Sunday, December 29, 2013

Chronixx & Jamaica's Roots Revival Profiled on NPR

Reggae artist Chronixx with his band. (Image courtesy of ChonixxMusic.com)

Roots revival artists Chronixx, Protoje and Raging Fyah were profiled on National Public Radio (NPR)'s Weekend Edition Sunday. The piece described how the current generation of roots artists, which includes Chronixx, Protoje, Kabaka Pyramid, Iba Mahr, Dre Island and more, are collaborating with each other, recording and performing with live bands and also expanding the roots sound beyond its one-drop blueprint. Read and listen to this wonderful story that finally puts conscious and contemporary Jamaican music in front a national US radio audience.

Excerpt:
Live bands. Soulful music. Substantive lyrics. I could be describing the Jamaican music scene circa 1976, the heyday of Bob Marley. But I'm talking about a sound that dominated at this year's Reggae Sumfest, Jamaica's biggest annual music festival.
Jamaican artist Chronixx, 20, performed live before nearly 10,000 fans at the yearly event. He's Jamaica's most buzzed-about artist right now, and he's leading the way in a rich musical movement: new-school roots. It's a bit of Rasta meets hipster. Chronixx says it's a repackaging of what came before.
◆ ◆ ◆
What is expected: Which artists does the post on Chronixx and Jamaica's roots revival name as part of the current generation of roots artists? List them all.

[Records in a dataset]
◆ ◆ ◆
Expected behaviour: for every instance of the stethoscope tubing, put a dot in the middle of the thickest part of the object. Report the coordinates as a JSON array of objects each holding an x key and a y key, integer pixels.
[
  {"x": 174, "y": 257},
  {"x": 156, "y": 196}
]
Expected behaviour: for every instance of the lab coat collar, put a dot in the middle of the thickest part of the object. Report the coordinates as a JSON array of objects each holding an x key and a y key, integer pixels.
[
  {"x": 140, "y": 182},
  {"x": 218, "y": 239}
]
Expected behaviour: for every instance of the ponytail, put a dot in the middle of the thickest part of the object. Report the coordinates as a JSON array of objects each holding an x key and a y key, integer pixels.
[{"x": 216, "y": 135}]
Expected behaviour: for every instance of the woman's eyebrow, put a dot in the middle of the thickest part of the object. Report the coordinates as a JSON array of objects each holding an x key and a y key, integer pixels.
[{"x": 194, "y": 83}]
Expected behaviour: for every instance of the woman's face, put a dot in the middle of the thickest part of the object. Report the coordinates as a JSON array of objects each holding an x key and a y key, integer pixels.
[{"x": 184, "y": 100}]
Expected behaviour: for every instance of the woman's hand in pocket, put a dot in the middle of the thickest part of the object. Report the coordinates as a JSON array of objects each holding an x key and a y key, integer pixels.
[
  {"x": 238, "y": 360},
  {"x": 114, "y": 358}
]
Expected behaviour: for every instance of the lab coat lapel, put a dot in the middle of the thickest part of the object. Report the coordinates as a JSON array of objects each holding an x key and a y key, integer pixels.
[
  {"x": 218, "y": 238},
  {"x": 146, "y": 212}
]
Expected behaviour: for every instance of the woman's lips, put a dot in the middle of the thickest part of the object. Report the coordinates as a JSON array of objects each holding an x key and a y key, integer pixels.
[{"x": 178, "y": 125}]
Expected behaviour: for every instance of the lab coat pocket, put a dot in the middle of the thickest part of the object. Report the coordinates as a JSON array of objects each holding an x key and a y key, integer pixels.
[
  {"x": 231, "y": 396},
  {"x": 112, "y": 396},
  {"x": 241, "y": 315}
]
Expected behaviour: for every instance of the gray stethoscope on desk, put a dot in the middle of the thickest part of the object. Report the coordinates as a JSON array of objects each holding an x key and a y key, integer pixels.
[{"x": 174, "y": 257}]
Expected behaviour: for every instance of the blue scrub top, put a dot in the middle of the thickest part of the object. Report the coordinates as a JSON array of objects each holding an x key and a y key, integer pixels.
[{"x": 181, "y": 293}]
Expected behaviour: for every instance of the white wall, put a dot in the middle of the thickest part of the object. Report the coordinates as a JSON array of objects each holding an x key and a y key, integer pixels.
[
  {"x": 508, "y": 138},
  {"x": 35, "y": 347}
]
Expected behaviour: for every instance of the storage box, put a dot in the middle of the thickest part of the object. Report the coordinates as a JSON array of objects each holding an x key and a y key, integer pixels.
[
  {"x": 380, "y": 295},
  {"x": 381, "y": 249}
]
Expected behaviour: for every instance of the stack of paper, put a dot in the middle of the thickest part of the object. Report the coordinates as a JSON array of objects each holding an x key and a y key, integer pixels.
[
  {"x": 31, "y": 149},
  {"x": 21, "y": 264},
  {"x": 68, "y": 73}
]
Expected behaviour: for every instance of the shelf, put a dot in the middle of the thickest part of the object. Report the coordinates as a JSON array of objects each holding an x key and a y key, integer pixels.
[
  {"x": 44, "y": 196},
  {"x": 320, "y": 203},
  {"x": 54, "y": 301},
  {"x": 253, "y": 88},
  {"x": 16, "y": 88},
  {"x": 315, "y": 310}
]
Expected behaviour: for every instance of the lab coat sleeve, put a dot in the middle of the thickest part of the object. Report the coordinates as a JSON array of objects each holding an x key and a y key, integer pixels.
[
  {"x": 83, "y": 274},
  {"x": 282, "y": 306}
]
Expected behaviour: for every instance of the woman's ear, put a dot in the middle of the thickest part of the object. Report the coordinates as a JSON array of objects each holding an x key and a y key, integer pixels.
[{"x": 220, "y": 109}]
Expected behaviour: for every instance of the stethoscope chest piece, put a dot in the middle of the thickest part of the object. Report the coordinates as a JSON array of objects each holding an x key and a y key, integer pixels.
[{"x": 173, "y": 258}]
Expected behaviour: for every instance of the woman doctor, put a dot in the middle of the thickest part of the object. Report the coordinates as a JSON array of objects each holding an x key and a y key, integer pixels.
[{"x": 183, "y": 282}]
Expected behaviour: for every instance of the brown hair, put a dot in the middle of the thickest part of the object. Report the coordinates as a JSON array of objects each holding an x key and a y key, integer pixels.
◆ ◆ ◆
Response area: Chronixx, Protoje, Kabaka Pyramid, Iba Mahr, Dre Island